TO DO:
The number of lines below holding the string "grass" is the only answer wanted.

Data records:
::::

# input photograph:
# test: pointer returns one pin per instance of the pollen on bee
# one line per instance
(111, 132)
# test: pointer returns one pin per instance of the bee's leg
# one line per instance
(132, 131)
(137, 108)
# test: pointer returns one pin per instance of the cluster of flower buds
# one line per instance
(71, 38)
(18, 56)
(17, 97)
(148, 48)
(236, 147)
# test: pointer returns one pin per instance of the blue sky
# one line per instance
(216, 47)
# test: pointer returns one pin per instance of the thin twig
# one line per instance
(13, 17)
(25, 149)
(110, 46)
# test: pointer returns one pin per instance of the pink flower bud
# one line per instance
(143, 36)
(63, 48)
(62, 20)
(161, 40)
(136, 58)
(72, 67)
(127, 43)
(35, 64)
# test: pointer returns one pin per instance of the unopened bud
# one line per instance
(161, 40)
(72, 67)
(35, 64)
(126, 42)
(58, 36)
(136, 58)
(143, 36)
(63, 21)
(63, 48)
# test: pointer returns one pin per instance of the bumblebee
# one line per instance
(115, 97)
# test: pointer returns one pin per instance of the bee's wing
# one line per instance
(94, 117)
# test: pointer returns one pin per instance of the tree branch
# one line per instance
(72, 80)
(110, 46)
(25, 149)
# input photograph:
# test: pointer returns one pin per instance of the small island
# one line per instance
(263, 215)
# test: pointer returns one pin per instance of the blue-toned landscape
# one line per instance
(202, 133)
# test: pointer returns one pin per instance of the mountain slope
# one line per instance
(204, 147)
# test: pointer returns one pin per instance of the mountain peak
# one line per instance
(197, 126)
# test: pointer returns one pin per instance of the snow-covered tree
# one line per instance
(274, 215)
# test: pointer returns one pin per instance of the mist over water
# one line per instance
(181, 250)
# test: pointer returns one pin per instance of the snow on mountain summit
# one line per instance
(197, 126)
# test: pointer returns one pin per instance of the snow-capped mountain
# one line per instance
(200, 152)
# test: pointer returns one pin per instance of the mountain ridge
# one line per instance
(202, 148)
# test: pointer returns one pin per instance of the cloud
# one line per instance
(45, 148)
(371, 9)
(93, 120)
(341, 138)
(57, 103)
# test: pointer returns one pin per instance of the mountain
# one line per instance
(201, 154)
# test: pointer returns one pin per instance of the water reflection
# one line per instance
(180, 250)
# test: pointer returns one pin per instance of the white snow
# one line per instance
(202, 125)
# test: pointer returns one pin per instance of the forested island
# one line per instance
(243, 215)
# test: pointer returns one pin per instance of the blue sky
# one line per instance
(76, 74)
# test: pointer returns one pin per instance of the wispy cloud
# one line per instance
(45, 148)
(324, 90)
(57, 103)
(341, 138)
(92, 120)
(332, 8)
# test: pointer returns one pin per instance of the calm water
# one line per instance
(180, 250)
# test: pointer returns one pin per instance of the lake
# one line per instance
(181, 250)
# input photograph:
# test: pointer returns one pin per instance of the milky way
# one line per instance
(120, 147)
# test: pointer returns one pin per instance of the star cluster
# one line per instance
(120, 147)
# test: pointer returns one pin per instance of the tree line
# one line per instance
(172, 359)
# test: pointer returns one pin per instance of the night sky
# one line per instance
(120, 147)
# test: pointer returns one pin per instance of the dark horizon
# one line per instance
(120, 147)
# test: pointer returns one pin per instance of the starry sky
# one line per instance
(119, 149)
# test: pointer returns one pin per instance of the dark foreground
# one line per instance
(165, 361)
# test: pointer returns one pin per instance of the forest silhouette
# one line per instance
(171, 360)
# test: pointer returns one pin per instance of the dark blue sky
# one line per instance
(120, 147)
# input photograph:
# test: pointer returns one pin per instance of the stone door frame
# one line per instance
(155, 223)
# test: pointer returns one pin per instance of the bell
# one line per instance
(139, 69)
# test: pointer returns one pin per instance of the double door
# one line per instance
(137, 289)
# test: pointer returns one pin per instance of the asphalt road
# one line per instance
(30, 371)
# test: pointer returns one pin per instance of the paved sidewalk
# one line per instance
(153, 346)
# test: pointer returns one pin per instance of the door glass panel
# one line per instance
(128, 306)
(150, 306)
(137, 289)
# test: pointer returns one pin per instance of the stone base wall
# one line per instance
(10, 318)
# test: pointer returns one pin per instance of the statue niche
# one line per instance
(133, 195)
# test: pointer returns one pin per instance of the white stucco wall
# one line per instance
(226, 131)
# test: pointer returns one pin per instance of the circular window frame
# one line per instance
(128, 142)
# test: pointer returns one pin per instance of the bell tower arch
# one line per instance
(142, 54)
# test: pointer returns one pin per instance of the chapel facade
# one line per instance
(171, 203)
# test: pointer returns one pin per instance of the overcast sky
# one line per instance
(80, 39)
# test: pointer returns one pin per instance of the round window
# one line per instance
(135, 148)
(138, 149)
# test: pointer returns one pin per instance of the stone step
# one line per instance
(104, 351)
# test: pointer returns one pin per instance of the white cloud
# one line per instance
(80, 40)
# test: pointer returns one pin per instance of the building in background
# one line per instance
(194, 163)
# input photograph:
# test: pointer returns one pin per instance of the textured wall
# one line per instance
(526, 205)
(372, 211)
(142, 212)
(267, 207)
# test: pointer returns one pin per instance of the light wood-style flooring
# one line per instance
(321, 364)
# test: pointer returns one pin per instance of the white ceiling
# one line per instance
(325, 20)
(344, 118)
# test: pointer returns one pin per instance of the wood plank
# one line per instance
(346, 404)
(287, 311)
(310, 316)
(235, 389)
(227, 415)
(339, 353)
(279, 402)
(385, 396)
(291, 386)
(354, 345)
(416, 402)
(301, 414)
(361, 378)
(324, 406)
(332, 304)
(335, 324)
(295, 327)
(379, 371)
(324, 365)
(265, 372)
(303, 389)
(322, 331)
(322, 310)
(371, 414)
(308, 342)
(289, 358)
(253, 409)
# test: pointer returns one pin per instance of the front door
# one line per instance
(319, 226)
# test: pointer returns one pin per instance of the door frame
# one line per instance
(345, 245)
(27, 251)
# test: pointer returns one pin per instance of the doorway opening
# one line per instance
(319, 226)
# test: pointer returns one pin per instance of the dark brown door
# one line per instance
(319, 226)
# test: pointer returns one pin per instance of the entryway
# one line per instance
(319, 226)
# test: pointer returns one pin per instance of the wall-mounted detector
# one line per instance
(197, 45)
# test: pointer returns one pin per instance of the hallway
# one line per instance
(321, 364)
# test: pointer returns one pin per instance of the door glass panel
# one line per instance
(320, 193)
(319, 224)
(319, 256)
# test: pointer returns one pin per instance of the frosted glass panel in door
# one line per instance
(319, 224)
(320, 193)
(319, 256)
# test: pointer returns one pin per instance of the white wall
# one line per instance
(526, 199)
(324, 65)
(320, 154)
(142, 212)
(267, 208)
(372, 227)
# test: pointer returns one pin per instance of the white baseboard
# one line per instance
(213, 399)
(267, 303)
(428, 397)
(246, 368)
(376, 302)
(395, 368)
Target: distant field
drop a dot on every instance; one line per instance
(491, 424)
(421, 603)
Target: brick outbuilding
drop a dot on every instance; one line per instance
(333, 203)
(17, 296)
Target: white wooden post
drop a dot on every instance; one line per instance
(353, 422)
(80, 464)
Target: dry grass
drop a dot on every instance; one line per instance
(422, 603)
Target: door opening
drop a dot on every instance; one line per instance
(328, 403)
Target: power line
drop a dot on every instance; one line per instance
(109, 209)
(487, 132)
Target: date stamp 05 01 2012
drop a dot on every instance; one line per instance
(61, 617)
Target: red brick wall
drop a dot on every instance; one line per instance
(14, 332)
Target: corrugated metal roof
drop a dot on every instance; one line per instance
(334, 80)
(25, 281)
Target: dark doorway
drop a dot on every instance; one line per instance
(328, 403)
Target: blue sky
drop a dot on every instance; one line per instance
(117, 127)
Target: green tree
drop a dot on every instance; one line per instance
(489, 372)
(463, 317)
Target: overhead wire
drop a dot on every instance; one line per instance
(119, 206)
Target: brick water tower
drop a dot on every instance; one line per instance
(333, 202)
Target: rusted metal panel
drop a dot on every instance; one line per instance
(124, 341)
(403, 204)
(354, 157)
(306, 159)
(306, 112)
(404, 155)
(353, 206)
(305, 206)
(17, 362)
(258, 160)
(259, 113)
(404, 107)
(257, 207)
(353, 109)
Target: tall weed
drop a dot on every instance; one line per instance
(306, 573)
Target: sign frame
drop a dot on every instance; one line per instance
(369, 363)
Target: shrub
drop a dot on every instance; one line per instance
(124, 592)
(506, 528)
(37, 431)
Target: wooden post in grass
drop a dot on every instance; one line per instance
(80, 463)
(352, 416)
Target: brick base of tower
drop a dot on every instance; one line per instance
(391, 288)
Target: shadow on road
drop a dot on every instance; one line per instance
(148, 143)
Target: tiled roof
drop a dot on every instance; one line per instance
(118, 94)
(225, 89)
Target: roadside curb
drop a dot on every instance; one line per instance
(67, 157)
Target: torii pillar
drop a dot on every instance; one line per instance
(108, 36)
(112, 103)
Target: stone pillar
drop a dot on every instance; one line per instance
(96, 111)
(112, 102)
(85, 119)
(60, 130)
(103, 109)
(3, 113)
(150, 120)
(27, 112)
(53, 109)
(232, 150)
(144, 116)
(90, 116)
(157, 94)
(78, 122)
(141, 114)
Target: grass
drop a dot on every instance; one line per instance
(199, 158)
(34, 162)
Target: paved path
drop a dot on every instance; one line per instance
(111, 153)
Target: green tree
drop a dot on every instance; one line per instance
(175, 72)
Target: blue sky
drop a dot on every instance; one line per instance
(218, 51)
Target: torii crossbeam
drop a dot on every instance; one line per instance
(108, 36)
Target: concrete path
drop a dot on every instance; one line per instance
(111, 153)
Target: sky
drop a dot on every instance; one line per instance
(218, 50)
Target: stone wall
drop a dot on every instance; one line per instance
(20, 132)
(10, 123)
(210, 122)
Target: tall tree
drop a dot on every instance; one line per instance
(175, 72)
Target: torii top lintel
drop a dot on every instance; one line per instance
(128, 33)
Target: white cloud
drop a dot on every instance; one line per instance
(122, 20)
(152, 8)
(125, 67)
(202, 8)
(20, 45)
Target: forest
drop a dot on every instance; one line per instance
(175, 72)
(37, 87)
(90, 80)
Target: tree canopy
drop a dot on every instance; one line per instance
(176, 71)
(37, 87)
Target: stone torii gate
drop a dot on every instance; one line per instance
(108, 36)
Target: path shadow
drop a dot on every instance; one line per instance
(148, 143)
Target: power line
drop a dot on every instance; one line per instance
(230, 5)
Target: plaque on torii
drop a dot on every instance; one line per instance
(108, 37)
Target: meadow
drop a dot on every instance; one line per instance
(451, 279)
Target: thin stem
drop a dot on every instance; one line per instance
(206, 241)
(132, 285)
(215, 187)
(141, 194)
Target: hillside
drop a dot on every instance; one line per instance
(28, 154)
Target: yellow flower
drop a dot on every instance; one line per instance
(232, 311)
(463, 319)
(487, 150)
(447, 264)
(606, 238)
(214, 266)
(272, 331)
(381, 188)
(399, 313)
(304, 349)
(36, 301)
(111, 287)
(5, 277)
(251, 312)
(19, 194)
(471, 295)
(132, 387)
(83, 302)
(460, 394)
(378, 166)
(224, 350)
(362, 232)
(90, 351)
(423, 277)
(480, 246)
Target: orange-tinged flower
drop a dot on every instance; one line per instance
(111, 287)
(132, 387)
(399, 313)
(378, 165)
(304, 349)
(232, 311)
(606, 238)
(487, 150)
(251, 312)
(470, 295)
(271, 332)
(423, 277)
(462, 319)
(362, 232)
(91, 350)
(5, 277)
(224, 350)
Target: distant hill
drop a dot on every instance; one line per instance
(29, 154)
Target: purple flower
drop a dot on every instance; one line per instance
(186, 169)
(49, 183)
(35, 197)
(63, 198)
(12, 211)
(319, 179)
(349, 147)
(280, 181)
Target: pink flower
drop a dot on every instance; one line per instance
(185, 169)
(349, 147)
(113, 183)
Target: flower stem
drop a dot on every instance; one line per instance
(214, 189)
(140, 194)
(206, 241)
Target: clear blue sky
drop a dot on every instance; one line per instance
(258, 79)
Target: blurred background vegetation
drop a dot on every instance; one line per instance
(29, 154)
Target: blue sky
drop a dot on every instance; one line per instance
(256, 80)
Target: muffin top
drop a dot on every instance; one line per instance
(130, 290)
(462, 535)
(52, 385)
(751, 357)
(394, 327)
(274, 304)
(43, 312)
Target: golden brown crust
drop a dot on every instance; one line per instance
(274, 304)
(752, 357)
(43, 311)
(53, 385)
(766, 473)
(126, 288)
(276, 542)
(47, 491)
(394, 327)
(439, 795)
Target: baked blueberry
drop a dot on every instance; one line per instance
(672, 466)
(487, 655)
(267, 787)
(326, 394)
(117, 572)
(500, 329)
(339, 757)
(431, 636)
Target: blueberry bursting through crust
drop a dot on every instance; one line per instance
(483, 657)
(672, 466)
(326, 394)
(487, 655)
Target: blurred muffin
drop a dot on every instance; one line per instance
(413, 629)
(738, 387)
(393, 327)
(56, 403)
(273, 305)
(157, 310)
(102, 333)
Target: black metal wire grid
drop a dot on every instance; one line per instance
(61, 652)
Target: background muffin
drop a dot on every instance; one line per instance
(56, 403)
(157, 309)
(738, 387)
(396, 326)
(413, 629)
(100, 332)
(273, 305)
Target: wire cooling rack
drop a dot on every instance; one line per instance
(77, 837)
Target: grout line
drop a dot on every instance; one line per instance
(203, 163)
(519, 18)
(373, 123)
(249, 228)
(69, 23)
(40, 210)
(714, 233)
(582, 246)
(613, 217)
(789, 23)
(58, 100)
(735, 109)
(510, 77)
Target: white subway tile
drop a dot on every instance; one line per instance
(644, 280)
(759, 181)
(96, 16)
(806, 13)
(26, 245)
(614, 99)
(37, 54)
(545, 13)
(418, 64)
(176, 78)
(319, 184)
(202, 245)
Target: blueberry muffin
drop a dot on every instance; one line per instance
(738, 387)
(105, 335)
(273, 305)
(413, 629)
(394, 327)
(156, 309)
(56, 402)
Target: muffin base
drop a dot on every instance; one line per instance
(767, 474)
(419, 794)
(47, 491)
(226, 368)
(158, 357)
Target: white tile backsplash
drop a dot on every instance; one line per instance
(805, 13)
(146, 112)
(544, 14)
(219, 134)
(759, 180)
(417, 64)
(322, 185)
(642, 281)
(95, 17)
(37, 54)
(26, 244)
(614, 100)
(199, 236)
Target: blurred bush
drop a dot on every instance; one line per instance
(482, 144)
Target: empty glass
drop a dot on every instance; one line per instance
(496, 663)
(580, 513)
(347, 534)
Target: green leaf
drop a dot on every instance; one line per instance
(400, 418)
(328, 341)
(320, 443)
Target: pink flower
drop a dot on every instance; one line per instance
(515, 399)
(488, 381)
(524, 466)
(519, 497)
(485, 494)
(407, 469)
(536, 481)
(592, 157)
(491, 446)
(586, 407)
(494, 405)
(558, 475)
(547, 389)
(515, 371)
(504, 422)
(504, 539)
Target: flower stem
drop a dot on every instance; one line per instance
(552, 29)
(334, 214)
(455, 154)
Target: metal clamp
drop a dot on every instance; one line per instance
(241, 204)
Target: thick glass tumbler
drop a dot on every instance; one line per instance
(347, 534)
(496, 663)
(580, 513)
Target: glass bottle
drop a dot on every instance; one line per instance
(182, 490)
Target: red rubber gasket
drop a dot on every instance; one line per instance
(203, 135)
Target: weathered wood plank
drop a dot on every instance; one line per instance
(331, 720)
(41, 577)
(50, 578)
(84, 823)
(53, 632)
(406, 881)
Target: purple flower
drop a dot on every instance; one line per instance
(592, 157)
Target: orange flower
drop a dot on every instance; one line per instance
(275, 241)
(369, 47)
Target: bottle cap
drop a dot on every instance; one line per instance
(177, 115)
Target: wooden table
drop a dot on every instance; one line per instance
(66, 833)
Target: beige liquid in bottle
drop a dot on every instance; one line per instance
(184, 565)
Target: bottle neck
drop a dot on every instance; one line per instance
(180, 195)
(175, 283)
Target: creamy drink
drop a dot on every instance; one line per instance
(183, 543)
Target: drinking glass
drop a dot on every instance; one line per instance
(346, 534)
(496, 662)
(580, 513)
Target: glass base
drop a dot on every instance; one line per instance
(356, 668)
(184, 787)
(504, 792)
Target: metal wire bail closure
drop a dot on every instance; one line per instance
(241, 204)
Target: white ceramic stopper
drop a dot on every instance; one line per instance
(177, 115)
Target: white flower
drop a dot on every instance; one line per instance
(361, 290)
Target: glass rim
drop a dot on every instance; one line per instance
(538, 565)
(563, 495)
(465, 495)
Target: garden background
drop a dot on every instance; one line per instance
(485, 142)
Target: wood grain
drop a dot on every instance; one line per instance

::::

SOLUTION TO THIS EXERCISE:
3